[To do]:
Exactly as they appear, output all of the entries.

[Pointing dataset records]
>>>>>

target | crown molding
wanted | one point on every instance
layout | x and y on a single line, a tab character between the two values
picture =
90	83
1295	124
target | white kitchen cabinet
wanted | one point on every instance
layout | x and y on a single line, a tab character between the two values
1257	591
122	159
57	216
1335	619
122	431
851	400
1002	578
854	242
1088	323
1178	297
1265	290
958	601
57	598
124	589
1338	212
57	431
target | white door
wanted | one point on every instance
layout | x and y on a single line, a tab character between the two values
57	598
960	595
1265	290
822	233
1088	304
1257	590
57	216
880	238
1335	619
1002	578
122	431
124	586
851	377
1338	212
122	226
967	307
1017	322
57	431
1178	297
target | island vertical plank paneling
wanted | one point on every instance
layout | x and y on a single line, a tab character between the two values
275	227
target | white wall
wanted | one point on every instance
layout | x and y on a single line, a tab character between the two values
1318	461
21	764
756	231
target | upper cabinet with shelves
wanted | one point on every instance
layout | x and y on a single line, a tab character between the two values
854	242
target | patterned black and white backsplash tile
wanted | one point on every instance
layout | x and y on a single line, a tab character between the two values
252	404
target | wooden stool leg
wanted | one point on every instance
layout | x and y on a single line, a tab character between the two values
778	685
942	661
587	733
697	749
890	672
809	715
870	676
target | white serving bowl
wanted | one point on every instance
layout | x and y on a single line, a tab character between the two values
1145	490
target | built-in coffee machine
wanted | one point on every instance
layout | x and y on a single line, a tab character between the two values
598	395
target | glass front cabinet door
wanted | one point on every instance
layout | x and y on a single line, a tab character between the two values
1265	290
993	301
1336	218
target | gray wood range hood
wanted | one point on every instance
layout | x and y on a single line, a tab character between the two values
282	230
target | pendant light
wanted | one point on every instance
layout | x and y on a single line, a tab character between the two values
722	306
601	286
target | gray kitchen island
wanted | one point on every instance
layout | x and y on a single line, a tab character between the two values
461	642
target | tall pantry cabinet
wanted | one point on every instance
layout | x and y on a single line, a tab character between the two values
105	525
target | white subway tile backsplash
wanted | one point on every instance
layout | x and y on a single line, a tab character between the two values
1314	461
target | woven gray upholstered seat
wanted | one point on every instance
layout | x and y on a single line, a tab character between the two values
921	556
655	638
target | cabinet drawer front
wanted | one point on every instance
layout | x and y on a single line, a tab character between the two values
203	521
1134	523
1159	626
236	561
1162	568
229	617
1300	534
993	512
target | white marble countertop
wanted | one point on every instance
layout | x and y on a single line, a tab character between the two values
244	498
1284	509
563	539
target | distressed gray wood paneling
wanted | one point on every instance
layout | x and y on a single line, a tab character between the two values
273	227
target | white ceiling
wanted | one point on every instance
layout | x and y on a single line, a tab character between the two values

<<<<<

[Full response]:
target | crown molding
wanted | one point on every instance
layout | x and y on a single line, a tab character between the two values
picture =
90	83
1295	124
target | white kitchen cabinet
wanted | one point on every instance
layout | x and y on a single line, a tab character between the two values
1257	591
122	159
57	216
1335	619
122	431
851	400
1002	578
854	242
1088	323
1178	297
1265	290
958	601
57	598
124	589
1338	212
57	431
target | white door
wanted | one point on every instance
layout | x and y on a single line, a tab character between the two values
57	598
960	595
1265	290
822	233
1088	304
1257	590
57	216
880	238
1335	619
1002	578
122	431
124	586
851	377
1338	212
122	226
967	307
1017	322
57	431
1178	297
target | island vertical plank paneling
wanted | one point on every instance
layout | x and y on a single line, a tab character between the two values
275	227
target | white wall
wanted | one point on every instance
layout | x and y on a single line, a tab character between the two values
1318	461
21	764
756	231
target | upper cabinet with shelves
wanted | one point on every instance
layout | x and y on a single line, a tab character between the two values
854	242
target | patterned black and white backsplash tile
wanted | one point on every instance
layout | x and y on a single line, a tab character between the two values
252	404
target | wooden stool leg
wanted | one point on every instance
layout | x and y on a single line, a tab character between the two values
778	685
942	661
587	733
697	749
890	672
809	715
870	676
target | white serving bowl
wanted | one point on every instance
layout | x and y on a single line, a tab character between the two values
1145	490
target | built-in coffee machine
wanted | one point on every instance
layout | x and y on a single line, a tab character between the two values
598	395
target | glass front cabinet door
wanted | one point on every instance
layout | x and y on a single line, a tab character between the two values
1265	290
993	301
1336	218
target | gray wood range hood
wanted | one point on every instance
layout | x and y on a single line, a tab character between the two values
282	230
target | pendant light
wanted | one point on every instance
layout | x and y on a single line, a tab character between the two values
722	306
601	286
target | gray kitchen island
wanted | one point on every instance
layout | x and y on a single line, a tab character between the two values
461	642
target | tall pantry cabinet
wanted | one point on every instance
layout | x and y on a single line, a tab character between the two values
105	525
target | white subway tile backsplash
wanted | one point on every instance
layout | x and y on a single line, a tab character between the two values
1314	461
target | woven gray upholstered seat
wanted | one point on every instance
layout | x and y on a single line, a tab character between the two values
921	556
655	638
target | cabinet drawer front
wanted | one point on every instance
layout | x and y on a single line, a tab character between the two values
203	521
1134	523
1159	626
236	561
1162	568
229	617
1300	534
993	512
target | white marble countertop
wanted | one point on every instance
layout | x and y on a single line, a tab character between the two values
244	498
1284	509
563	539
target | distressed gray wood paneling
wanted | one point on every instance
layout | x and y on a single line, a tab character between the two values
273	227
target | white ceiling
wanted | one point on every instance
layout | x and y on a single line, a tab character between the two values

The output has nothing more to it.